A Saint, His Cloak, and Us
St Martin’s Day falls on November 11th. Coming at the end of autumn, Martinmas was a traditional time in Europe for agricultural festivals, for testing the new wine vintage, and for the slaughter of geese, cattle, and, in Spain, of hogs. The saying “A cada cerdo le llega su San Martín” (every hog will get his Martinmas) reflects this custom as it offers a fateful warning to the proud and the greedy.
Many also know November 11th as Veterans’ Day, or Armistice Day. As the end of the Great War approached late in 1918, the choice of Martinmas as the date for signing the armistice was profound. France, where so much of the slaughter of a dubious war had taken place, celebrated peace under the patronage of one of its greatest and oldest saints, himself a soldier who had laid down his arms and embraced peace.
Last year Martinmas fell just after a momentous election. In St Luke’s Chapel at the Berkeley Center I listened on November 11, as we often do there on such days, to a summary of the saint’s life read before Morning Prayer.
Martin of Tours was born around 336 in what is now Hungary, then the Roman province of Pannonia, and was brought up in Pavia in northern Italy, where he became a catechumen. He joined the army and served in Gaul (now France). The most famous story about Martin comes from this period of his life: as he was approaching the gates of Amiens, he met a beggar and was moved to cut his cloak in half to share it with the poor man. That night, Martin dreamed of Jesus wearing the portion of the cloak he had given away, and heard him say to the angels: "Martin, who is still only a catechumen, clothed me with this robe.”
Martin was baptized, but felt that his Christian calling required leaving the army. "I am a soldier of Christ” his biographer Sulpicius Severus records him saying; "I cannot fight.” Martin pursued the vocation of a hermit for some years until he was called, against his will, to be bishop of Tours.
One story of particular interest reflects Martin's position on how Church was being drawn into a closer relationship with the state and its exercise of power. A Christian teacher named Priscillian, bishop of Avila in Spain, was accused of heresy; some of Martin’s episcopal colleagues were happy to use imperial power to try and to execute Priscillian, but Martin objected vehemently - despite also condemning Priscillian’s teaching - and even excommunicated the bishops who had compromised with the authorities and murdered their brother.
As a scholar of the ancient Church, all this was familiar to me but took on a fresh power as I was reminded of the story and the man that day. So what did this have to do with what Christians are supposed to do after November 9th 2016?
It is often said that Christendom has ended, and that the Church should reject compromise with Empire - but many Christians of both liberal and conservative persuasions have continued to act, throughout this election and its aftermath, as though American civil religion were the center of our real allegiance.
Though not a US citizen, I shared the surprise and, to be frank, dismay of many colleagues at Yale and across the country at the election of a reality TV star uniquely unqualified to lead the world’s most powerful nation. Yet while the characters of Barack Obama and of Hilary Clinton might have been more appealing to most, and while there are significant differences between party platforms, there should have been little temptation to baptize either party's agenda.

> [EXCERPTED RECORDS]:
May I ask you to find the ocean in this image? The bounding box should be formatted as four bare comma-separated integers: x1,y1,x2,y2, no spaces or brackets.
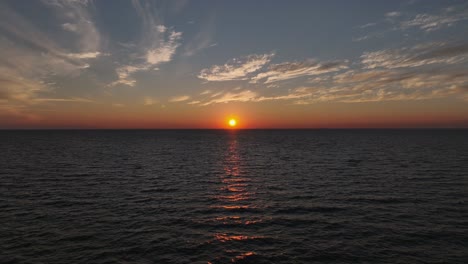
0,130,468,263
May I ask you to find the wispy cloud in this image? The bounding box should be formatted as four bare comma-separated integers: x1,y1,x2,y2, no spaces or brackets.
183,15,216,56
34,97,94,103
169,95,190,103
109,0,182,86
143,96,158,106
0,1,102,115
251,61,348,83
401,9,468,32
361,43,468,69
146,31,182,65
385,11,401,18
198,53,274,81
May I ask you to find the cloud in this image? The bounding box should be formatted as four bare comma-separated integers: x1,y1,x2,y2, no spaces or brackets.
109,64,149,87
43,0,101,52
189,87,316,106
66,51,101,59
183,15,216,56
385,11,401,18
198,53,274,81
143,97,158,106
146,31,182,65
400,7,468,32
108,0,182,86
361,43,468,69
0,1,102,119
251,61,348,83
169,95,190,103
34,97,94,103
62,23,78,32
359,22,377,29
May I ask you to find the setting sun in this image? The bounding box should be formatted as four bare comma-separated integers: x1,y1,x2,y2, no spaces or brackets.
229,118,237,127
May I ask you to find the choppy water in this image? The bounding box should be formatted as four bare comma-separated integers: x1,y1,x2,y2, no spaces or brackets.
0,130,468,263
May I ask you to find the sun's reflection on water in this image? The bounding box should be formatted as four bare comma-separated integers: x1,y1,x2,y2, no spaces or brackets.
209,134,263,262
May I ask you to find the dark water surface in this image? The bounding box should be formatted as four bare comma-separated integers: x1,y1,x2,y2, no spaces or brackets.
0,130,468,263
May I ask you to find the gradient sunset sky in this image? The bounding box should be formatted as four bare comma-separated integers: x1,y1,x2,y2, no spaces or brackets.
0,0,468,128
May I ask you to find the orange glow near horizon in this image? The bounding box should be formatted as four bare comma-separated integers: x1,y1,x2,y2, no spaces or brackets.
228,118,237,128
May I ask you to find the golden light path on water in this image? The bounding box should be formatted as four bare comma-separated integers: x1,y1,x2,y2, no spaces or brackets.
213,132,262,262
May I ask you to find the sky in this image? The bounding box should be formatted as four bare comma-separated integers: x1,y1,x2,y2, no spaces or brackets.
0,0,468,129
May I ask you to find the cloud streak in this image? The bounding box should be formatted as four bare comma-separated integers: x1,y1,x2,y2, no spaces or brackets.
361,43,468,69
251,61,348,83
198,53,274,81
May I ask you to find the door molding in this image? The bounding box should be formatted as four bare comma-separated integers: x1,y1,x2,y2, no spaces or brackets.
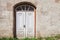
13,2,36,37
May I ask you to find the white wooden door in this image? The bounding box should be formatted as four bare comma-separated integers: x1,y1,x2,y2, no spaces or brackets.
16,11,25,38
16,11,34,38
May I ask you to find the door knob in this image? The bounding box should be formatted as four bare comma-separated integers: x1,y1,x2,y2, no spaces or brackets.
24,25,26,28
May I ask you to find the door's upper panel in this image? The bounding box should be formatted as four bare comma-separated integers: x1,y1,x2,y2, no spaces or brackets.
15,5,34,11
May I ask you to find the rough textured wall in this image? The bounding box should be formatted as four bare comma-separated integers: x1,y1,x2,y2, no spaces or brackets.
0,0,60,37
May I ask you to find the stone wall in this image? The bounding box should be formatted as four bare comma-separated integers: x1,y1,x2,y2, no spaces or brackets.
0,0,60,37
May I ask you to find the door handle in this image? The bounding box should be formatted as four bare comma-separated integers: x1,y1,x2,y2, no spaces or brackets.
24,25,26,28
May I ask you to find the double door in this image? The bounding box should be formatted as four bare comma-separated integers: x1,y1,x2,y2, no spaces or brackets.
16,11,34,38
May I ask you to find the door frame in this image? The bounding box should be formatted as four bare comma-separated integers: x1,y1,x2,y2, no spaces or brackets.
13,2,36,38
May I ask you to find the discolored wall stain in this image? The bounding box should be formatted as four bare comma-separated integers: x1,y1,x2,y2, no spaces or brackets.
55,0,60,3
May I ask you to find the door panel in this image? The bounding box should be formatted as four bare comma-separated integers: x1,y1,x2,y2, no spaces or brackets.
16,11,34,38
26,12,34,37
16,11,25,38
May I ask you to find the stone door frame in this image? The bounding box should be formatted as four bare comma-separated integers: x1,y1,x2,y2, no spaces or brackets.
13,2,36,37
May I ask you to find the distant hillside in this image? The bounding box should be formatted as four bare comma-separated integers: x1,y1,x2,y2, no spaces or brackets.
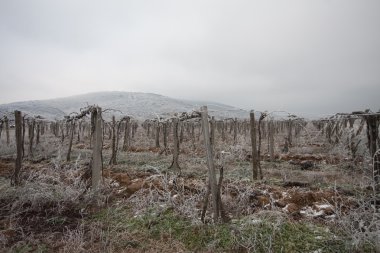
0,91,249,119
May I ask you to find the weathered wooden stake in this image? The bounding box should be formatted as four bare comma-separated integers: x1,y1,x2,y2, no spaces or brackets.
11,111,22,185
66,120,75,162
249,110,259,180
123,117,131,151
169,118,181,173
109,116,117,165
91,107,103,190
4,116,10,145
28,119,36,157
155,122,160,148
201,106,220,222
268,120,274,162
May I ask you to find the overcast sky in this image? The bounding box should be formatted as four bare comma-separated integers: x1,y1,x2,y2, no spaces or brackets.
0,0,380,114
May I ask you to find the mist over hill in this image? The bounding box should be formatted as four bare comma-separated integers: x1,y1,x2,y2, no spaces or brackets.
0,91,249,120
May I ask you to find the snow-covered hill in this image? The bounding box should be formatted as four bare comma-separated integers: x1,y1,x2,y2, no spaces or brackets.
0,91,249,119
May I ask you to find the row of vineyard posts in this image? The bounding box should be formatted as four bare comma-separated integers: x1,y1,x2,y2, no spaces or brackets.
0,106,380,220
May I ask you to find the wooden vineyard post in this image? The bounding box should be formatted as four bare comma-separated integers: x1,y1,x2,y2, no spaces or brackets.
155,122,160,148
201,106,219,222
109,116,117,165
249,110,259,180
91,107,103,190
210,116,215,152
123,117,132,151
36,122,41,145
0,119,3,140
288,119,293,146
21,116,26,158
268,120,274,162
365,115,380,192
169,118,181,173
4,116,9,145
160,121,168,155
232,118,238,145
66,120,75,162
11,111,22,185
28,119,36,157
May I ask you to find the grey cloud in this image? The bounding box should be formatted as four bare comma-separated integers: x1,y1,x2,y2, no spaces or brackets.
0,0,380,114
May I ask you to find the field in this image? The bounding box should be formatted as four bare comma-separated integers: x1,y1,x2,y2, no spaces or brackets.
0,111,380,253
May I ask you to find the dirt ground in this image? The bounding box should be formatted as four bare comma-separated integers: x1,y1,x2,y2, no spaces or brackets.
0,121,380,252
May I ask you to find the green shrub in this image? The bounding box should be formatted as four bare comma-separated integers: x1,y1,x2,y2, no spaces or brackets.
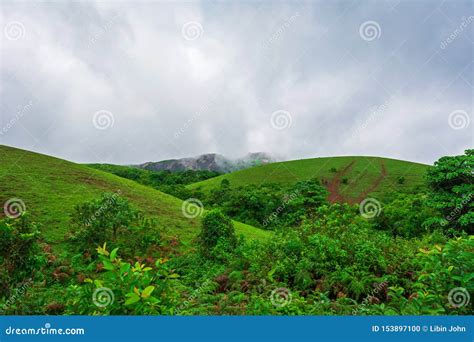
0,213,43,297
199,209,237,257
426,150,474,234
66,244,179,315
72,193,138,248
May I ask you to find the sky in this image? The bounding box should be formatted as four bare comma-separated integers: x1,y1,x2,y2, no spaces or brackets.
0,0,474,164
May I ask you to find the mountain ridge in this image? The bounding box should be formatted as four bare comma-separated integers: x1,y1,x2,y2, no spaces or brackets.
133,152,277,173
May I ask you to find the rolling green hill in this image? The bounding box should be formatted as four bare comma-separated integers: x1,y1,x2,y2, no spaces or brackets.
187,157,429,203
0,145,269,243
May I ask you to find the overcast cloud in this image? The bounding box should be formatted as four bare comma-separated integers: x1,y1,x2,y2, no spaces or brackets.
0,1,474,164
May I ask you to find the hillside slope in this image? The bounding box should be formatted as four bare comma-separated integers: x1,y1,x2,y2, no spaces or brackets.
188,157,429,203
0,145,269,243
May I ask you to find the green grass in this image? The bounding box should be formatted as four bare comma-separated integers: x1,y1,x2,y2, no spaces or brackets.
0,145,270,244
187,157,429,202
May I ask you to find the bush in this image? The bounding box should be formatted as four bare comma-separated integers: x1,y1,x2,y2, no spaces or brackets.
0,213,42,297
66,244,179,315
374,194,435,238
427,150,474,234
72,193,138,248
199,209,237,257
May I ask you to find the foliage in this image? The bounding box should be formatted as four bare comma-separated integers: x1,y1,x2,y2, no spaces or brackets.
199,209,237,258
427,150,474,234
374,236,474,315
202,179,327,229
0,213,43,297
72,193,138,247
375,194,434,238
67,244,179,315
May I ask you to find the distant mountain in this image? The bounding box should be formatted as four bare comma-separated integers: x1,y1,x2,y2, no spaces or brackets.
135,152,276,173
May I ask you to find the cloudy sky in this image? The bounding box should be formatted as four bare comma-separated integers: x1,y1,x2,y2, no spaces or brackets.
0,0,474,164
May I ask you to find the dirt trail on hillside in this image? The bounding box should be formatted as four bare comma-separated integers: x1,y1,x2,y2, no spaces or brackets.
355,161,387,203
326,160,388,204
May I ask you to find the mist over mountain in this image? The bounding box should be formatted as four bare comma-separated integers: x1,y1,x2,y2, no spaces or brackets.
135,152,277,173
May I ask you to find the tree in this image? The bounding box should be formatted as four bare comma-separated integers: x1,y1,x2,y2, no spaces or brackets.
199,209,237,257
72,193,137,246
427,150,474,234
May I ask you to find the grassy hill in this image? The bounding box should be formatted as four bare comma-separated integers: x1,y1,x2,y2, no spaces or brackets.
0,145,269,243
187,157,429,203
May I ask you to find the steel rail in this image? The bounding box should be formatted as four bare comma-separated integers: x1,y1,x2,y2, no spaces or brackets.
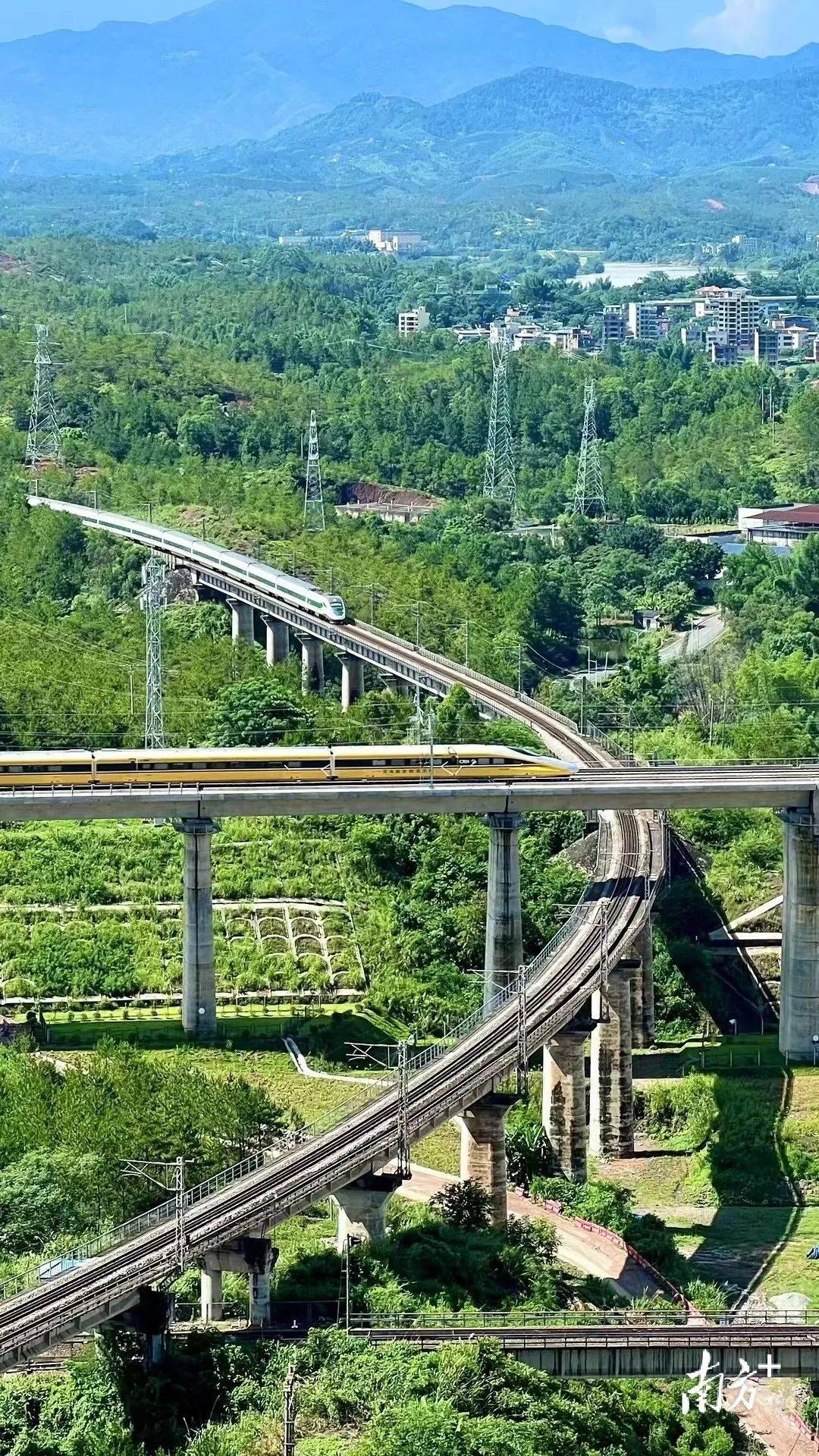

> [REQUIRED TASK 1]: In the essay on St Martin, condense the paragraph beginning "Martin of Tours was born around 336" into a short bulleted list that keeps its main facts.
> [REQUIRED TASK 2]: According to the essay on St Martin, why was the choice of Martinmas as the date for signing the 1918 armistice profound? Answer in one to three sentences.

> [ANSWER 1]:
- Born around 336 in Pannonia, a Roman province in what is now Hungary
- Raised in Pavia in northern Italy, where he became a catechumen
- Served in the army in Gaul (now France)
- Near the gates of Amiens, cut his cloak in half to share it with a beggar
- That night dreamed of Jesus wearing the half he had given away, saying to the angels: "Martin, who is still only a catechumen, clothed me with this robe."

> [ANSWER 2]: France, where much of the slaughter of the war had taken place, was able to celebrate peace under the patronage of one of its greatest and oldest saints. Martin was himself a soldier who had laid down his arms and embraced peace.